● EXERCISE DIRECTIONS:
Every word of the data must be reproduced in your reply exactly.

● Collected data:
↓
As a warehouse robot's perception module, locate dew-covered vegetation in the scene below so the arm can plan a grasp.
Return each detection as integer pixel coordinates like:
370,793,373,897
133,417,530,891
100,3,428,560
↑
● SOLVED PROBLEM:
As a warehouse robot's perception module, locate dew-covered vegetation in the scene below so the arm can plan a grasp.
Return each detection as integer pixel coordinates like:
370,793,373,897
133,417,530,891
100,3,428,560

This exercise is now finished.